## START Material supplied
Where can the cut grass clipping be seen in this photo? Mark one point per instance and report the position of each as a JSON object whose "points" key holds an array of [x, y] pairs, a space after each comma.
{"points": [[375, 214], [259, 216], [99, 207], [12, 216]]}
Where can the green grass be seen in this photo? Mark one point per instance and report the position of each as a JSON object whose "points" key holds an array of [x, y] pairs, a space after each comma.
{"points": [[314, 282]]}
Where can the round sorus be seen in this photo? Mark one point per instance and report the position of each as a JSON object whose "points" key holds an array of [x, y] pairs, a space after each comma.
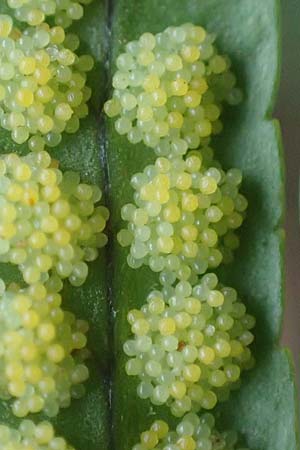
{"points": [[50, 222], [190, 344], [42, 351], [43, 88], [185, 215], [169, 89]]}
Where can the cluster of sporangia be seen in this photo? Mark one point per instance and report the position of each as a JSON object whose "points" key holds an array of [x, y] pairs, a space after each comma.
{"points": [[191, 338], [50, 223]]}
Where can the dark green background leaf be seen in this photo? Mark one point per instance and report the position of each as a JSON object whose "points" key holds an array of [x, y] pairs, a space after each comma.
{"points": [[264, 408], [247, 30]]}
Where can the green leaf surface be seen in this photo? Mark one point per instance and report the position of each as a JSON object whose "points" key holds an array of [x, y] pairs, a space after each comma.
{"points": [[263, 410], [86, 424]]}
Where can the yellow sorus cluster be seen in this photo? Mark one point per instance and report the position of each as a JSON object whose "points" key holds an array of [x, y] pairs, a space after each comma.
{"points": [[42, 349], [169, 89], [43, 88], [31, 436], [49, 220], [34, 12], [184, 217], [192, 433], [190, 344]]}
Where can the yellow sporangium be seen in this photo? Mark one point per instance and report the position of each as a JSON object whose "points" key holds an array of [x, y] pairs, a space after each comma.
{"points": [[169, 89], [194, 345], [50, 222], [42, 83], [42, 367]]}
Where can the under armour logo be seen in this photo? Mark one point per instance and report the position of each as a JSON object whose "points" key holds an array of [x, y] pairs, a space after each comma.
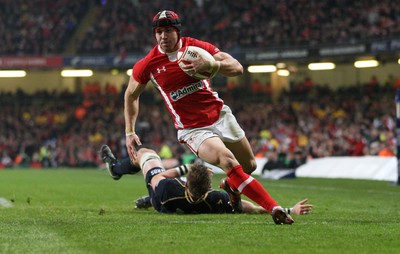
{"points": [[162, 69]]}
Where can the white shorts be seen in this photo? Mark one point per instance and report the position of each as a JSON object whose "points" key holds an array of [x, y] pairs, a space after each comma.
{"points": [[226, 127]]}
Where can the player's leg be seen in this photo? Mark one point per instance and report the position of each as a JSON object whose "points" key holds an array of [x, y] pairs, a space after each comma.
{"points": [[213, 151], [244, 154], [117, 168]]}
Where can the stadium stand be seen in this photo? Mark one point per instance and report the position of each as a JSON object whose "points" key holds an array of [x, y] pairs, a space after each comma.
{"points": [[124, 25], [53, 129], [67, 129]]}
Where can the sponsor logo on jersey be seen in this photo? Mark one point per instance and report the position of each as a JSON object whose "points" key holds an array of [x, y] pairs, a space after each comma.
{"points": [[180, 93], [161, 69]]}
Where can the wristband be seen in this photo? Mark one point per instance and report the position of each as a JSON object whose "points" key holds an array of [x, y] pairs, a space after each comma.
{"points": [[130, 133], [215, 69], [183, 169]]}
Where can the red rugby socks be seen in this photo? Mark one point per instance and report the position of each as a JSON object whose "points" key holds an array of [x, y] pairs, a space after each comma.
{"points": [[250, 187]]}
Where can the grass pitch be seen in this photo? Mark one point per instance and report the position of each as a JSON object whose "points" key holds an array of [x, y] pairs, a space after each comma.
{"points": [[85, 211]]}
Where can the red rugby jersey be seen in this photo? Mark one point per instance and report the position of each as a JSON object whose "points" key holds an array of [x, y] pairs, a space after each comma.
{"points": [[191, 102]]}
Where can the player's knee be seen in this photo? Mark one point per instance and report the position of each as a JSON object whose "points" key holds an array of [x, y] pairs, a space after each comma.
{"points": [[252, 165], [143, 151]]}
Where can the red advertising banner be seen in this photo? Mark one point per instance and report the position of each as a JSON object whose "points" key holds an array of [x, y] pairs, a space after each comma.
{"points": [[26, 61]]}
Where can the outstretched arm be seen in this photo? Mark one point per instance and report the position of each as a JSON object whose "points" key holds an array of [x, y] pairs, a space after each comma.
{"points": [[301, 208]]}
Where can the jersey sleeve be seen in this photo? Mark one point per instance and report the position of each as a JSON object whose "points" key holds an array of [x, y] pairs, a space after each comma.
{"points": [[140, 73]]}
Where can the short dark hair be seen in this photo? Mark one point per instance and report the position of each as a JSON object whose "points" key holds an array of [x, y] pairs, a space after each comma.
{"points": [[199, 180]]}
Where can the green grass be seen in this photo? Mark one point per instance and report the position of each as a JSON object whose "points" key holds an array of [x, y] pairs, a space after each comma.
{"points": [[85, 211]]}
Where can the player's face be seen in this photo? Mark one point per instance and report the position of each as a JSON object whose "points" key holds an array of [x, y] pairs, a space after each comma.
{"points": [[167, 38]]}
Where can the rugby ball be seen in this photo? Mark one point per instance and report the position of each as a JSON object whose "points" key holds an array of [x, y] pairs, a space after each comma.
{"points": [[191, 53]]}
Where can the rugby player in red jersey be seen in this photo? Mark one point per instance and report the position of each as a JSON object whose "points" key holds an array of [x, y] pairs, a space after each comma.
{"points": [[203, 122]]}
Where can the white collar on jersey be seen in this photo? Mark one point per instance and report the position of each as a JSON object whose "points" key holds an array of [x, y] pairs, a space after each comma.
{"points": [[172, 55]]}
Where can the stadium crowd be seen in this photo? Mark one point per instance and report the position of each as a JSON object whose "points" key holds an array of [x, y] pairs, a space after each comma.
{"points": [[49, 129], [53, 129], [122, 26]]}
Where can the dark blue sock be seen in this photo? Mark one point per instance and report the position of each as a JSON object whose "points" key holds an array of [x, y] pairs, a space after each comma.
{"points": [[124, 166]]}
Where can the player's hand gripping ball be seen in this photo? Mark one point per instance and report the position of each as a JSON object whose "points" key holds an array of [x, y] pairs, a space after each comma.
{"points": [[192, 53]]}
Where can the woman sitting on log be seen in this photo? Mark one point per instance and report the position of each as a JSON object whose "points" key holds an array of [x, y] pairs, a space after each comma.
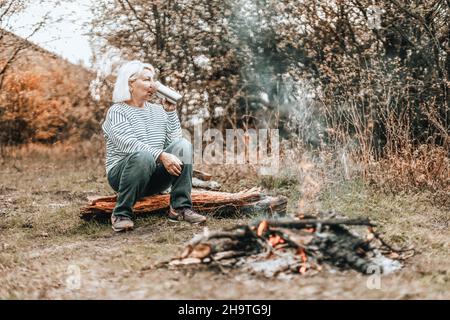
{"points": [[145, 151]]}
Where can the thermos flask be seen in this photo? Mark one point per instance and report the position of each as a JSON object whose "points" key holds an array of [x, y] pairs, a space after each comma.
{"points": [[169, 94]]}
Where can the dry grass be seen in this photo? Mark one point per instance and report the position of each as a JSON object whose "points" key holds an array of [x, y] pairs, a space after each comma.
{"points": [[42, 236]]}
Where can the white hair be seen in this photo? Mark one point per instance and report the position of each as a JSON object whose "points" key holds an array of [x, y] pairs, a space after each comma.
{"points": [[128, 71]]}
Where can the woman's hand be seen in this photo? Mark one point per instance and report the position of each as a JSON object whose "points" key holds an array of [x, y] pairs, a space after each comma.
{"points": [[168, 106], [171, 163]]}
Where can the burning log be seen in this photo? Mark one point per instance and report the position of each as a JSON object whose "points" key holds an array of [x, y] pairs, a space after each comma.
{"points": [[209, 202], [270, 247]]}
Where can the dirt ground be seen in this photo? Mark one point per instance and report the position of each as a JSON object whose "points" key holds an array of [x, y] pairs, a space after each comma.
{"points": [[47, 252]]}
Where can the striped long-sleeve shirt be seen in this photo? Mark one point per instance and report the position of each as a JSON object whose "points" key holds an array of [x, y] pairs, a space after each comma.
{"points": [[129, 129]]}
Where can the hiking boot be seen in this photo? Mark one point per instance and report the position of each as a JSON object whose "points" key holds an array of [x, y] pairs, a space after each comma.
{"points": [[185, 214], [120, 223]]}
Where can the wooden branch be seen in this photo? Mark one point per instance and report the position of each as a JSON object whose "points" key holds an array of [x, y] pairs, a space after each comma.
{"points": [[211, 202], [312, 223]]}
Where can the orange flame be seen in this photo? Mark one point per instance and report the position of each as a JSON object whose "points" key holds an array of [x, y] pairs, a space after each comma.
{"points": [[302, 253], [262, 227], [275, 239]]}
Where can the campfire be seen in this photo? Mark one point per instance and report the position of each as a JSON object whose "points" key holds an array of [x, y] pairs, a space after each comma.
{"points": [[302, 245]]}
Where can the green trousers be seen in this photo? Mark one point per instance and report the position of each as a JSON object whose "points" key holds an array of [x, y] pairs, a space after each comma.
{"points": [[139, 175]]}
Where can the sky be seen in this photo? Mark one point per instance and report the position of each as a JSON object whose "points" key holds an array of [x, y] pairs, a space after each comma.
{"points": [[65, 34]]}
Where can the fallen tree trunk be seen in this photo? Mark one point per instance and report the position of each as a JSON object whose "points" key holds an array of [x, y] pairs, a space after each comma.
{"points": [[210, 202]]}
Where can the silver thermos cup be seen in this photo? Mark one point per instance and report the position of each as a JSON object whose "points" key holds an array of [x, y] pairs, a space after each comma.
{"points": [[169, 94]]}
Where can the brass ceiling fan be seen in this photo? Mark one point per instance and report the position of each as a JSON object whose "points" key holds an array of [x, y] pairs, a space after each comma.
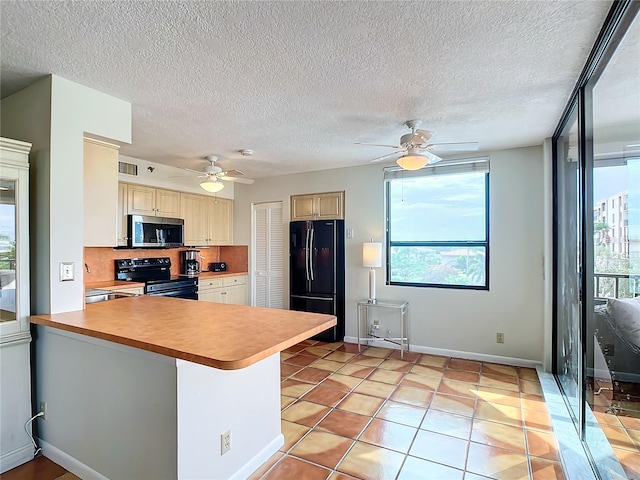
{"points": [[415, 150]]}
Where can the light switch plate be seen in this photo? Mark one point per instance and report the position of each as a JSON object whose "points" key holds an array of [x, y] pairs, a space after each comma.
{"points": [[66, 271]]}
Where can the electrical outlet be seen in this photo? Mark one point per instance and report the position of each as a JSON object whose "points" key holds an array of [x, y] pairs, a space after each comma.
{"points": [[66, 271], [225, 442]]}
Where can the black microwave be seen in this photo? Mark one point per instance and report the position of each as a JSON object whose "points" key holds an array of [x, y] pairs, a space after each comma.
{"points": [[152, 232]]}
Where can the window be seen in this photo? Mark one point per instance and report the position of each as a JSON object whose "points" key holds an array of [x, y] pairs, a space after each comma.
{"points": [[438, 226]]}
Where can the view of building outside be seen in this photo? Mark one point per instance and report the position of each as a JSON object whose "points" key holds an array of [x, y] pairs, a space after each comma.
{"points": [[616, 225]]}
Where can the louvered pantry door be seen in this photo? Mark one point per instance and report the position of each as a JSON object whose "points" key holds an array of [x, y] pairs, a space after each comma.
{"points": [[268, 255]]}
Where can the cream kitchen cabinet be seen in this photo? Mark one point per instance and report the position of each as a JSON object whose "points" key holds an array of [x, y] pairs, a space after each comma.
{"points": [[207, 220], [15, 337], [143, 200], [317, 206], [101, 222], [121, 217], [230, 290]]}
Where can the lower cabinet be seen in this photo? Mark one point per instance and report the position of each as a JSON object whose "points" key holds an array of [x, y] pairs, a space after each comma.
{"points": [[230, 290]]}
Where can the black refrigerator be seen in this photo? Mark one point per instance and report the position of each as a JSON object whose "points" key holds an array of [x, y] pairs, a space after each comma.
{"points": [[316, 277]]}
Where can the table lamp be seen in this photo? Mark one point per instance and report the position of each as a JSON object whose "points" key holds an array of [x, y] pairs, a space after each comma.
{"points": [[372, 258]]}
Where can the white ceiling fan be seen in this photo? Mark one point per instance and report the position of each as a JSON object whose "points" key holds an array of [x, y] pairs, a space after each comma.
{"points": [[213, 174], [415, 150]]}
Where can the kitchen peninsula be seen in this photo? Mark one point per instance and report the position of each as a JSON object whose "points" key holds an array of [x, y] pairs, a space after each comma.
{"points": [[144, 387]]}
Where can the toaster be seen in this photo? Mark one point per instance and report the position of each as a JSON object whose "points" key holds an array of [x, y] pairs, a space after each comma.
{"points": [[218, 267]]}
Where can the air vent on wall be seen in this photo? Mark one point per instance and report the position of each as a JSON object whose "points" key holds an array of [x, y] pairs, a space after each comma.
{"points": [[127, 168]]}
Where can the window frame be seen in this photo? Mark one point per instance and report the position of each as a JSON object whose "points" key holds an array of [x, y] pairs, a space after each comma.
{"points": [[462, 243]]}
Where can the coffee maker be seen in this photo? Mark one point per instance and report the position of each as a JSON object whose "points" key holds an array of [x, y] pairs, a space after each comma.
{"points": [[190, 262]]}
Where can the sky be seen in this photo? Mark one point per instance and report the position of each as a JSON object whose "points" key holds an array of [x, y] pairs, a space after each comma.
{"points": [[7, 223], [608, 181], [438, 207]]}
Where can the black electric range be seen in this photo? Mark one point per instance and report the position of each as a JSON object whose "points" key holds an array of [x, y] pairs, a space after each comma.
{"points": [[156, 275]]}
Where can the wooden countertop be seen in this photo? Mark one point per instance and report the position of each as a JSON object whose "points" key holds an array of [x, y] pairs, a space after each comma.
{"points": [[228, 337], [113, 285], [219, 274], [120, 284]]}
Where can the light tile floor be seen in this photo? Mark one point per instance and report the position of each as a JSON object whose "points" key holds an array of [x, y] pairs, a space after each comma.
{"points": [[620, 426], [375, 416]]}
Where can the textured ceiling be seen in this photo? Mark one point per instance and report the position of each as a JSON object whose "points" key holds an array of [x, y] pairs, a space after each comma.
{"points": [[300, 82]]}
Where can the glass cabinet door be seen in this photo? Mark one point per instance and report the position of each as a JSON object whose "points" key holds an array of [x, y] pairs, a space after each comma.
{"points": [[14, 240]]}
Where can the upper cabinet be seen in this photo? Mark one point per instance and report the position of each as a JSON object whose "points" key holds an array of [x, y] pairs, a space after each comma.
{"points": [[317, 206], [142, 200], [207, 220], [14, 251], [121, 218], [100, 193]]}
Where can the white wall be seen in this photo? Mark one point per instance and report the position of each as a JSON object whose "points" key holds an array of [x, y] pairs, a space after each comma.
{"points": [[26, 116], [461, 320], [73, 111], [164, 176]]}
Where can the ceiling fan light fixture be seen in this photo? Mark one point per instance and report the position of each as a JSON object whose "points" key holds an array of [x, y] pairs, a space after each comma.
{"points": [[413, 161], [212, 186]]}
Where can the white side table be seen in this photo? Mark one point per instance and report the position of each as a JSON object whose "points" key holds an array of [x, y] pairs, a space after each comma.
{"points": [[364, 307]]}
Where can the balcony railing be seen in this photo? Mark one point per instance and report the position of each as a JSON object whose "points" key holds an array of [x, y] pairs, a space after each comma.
{"points": [[613, 285]]}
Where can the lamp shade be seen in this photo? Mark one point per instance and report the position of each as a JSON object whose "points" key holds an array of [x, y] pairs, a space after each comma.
{"points": [[372, 254], [212, 186], [413, 161]]}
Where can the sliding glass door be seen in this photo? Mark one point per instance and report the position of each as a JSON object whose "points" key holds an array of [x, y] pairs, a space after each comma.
{"points": [[568, 235], [597, 247]]}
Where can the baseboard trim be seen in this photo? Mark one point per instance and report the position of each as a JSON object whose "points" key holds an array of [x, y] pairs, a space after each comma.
{"points": [[68, 462], [252, 465], [87, 473], [16, 457], [482, 357]]}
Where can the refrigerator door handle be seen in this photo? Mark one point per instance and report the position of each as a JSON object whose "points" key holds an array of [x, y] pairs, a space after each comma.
{"points": [[311, 254], [306, 255]]}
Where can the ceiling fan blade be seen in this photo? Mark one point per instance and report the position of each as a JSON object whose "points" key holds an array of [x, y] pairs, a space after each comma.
{"points": [[433, 158], [232, 173], [454, 146], [423, 136], [246, 181], [377, 145], [383, 157]]}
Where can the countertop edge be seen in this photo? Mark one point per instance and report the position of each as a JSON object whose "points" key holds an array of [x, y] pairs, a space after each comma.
{"points": [[211, 362]]}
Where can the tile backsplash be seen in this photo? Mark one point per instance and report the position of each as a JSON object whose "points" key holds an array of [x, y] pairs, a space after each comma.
{"points": [[100, 260]]}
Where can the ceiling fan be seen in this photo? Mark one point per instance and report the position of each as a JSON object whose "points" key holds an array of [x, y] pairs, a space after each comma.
{"points": [[213, 174], [416, 151]]}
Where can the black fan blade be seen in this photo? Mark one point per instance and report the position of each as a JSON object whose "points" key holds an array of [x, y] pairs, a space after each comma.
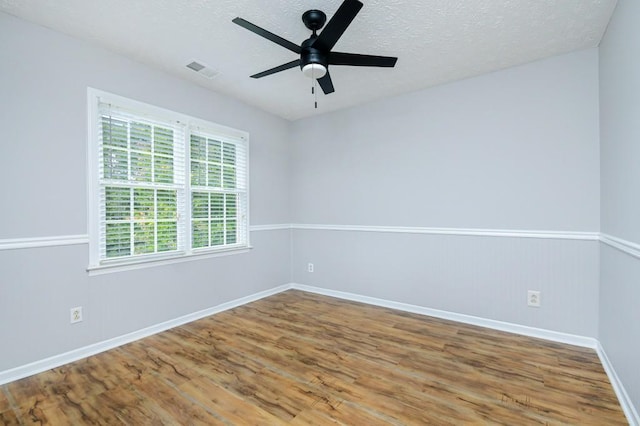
{"points": [[337, 25], [279, 68], [268, 35], [326, 84], [354, 59]]}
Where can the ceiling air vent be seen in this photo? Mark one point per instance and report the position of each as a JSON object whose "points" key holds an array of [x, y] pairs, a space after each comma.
{"points": [[203, 70]]}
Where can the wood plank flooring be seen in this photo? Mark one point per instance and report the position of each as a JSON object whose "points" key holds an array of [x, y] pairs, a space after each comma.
{"points": [[297, 358]]}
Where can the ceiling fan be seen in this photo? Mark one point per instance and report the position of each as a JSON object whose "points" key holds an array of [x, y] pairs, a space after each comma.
{"points": [[315, 52]]}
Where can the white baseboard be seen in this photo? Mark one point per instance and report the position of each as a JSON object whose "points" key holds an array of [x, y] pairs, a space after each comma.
{"points": [[571, 339], [80, 353], [621, 393], [555, 336]]}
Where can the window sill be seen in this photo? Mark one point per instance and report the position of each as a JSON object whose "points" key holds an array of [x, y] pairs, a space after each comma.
{"points": [[133, 264]]}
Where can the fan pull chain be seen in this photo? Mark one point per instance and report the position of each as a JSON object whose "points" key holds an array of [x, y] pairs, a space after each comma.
{"points": [[313, 87]]}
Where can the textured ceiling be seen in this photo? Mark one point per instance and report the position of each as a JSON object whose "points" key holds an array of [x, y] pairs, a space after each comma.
{"points": [[436, 41]]}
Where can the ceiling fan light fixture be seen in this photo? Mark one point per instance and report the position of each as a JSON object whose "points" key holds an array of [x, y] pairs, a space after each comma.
{"points": [[314, 70]]}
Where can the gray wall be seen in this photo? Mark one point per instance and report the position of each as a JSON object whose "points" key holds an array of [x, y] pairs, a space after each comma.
{"points": [[43, 83], [516, 149], [620, 168]]}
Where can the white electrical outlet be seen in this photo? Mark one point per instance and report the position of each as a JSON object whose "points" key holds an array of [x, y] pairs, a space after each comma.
{"points": [[76, 314], [534, 298]]}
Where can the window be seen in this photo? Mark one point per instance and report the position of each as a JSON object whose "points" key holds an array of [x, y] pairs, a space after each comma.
{"points": [[163, 185]]}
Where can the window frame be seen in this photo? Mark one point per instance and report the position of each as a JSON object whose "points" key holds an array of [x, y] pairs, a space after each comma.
{"points": [[98, 265]]}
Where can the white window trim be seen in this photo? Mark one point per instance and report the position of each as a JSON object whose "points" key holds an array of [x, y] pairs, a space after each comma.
{"points": [[96, 266]]}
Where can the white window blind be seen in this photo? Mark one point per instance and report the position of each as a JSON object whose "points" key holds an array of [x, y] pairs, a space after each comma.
{"points": [[218, 191], [166, 185]]}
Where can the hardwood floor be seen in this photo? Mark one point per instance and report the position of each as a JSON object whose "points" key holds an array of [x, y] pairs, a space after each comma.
{"points": [[302, 359]]}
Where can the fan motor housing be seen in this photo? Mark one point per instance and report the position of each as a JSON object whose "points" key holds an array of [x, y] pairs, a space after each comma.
{"points": [[311, 55]]}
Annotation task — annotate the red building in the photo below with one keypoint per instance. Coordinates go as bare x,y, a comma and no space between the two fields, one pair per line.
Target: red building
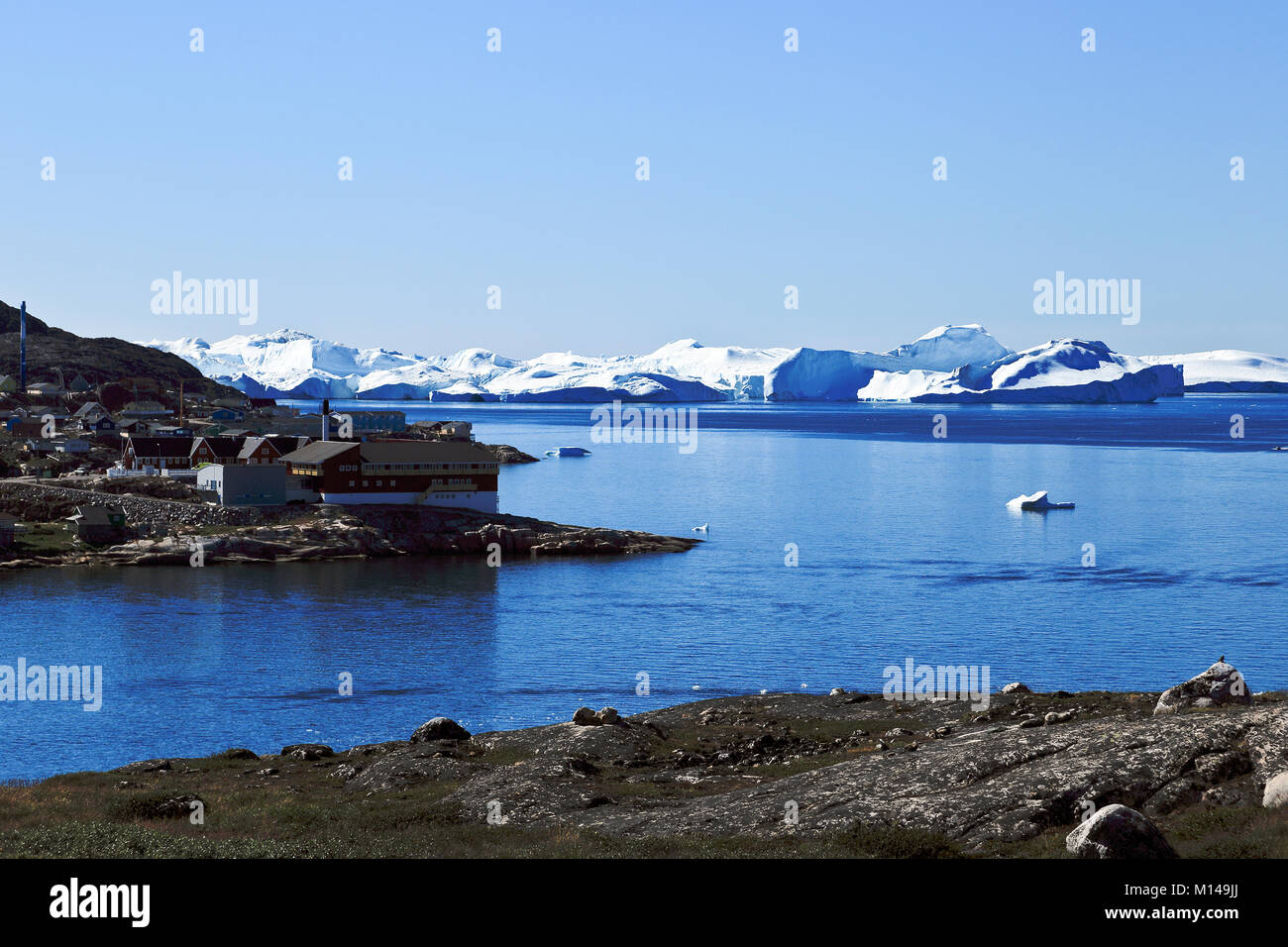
## END Material supplied
> [Your task] Please pick out each line in the records above that contains the word "brass" and copy those lines.

> [Result for this exercise]
Where can the brass ceiling fan be seen in this photo? Mark one point per instance and report the position of each as a JSON object whose "points" key holds an array of [x, y] pairs, a space after each comma.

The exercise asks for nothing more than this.